Segment Start: Input data

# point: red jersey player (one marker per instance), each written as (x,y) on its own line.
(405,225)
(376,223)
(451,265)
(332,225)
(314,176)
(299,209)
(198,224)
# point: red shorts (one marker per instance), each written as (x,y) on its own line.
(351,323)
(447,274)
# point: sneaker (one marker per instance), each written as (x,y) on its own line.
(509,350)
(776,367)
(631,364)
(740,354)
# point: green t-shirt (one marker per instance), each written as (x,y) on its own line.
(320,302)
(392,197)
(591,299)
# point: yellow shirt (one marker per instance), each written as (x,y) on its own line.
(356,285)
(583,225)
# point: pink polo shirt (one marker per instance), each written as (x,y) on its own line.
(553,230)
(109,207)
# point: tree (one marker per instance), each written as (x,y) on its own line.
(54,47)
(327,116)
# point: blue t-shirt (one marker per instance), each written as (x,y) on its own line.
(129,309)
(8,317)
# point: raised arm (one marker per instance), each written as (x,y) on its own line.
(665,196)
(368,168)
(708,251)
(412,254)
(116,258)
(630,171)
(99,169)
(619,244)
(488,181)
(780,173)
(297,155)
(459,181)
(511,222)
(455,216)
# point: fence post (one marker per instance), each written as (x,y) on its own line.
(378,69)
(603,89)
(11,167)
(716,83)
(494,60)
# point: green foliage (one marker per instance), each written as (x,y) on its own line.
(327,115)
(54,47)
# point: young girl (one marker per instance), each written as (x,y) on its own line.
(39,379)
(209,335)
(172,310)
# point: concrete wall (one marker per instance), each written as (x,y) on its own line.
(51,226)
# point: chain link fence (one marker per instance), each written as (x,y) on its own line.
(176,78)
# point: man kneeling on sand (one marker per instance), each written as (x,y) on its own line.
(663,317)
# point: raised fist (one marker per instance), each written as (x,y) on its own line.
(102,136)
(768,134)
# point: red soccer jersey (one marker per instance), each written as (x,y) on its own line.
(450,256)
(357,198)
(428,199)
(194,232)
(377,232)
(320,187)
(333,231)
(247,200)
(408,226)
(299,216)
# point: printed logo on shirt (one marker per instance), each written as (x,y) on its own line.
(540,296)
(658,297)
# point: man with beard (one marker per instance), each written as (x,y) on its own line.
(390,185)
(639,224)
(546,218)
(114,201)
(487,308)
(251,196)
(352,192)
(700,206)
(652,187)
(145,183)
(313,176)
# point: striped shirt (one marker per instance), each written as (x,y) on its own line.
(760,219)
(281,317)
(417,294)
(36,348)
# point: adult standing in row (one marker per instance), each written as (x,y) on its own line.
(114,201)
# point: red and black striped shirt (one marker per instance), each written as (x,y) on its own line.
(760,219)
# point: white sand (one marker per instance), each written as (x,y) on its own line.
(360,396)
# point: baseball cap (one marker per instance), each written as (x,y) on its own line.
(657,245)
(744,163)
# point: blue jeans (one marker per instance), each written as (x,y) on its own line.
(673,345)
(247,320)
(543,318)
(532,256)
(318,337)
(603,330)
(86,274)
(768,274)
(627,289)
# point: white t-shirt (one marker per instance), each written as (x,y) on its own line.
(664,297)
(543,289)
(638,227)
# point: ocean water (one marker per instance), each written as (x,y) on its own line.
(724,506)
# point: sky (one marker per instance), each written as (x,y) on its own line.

Segment End: Input data

Exercise goal:
Exactly and exclusively, repeat the lines from the line that contains "# point: baseball" through the end of the records, both ends included.

Written response:
# point: baseball cap (one marker per instance), each written as (x,y) on its own line.
(657,245)
(744,163)
# point: blue jeans (one marker per instance), each written as (x,y) on its own line.
(673,345)
(247,320)
(543,318)
(532,256)
(318,337)
(603,330)
(86,274)
(768,274)
(627,289)
# point: white t-shirt (one marker per instance), each written as (x,y) on its own line.
(664,297)
(543,289)
(638,227)
# point: ocean water (one marker per instance), each written as (x,y) on its own line.
(724,506)
# point: sky (one marker per instance), each written as (x,y) on its own line.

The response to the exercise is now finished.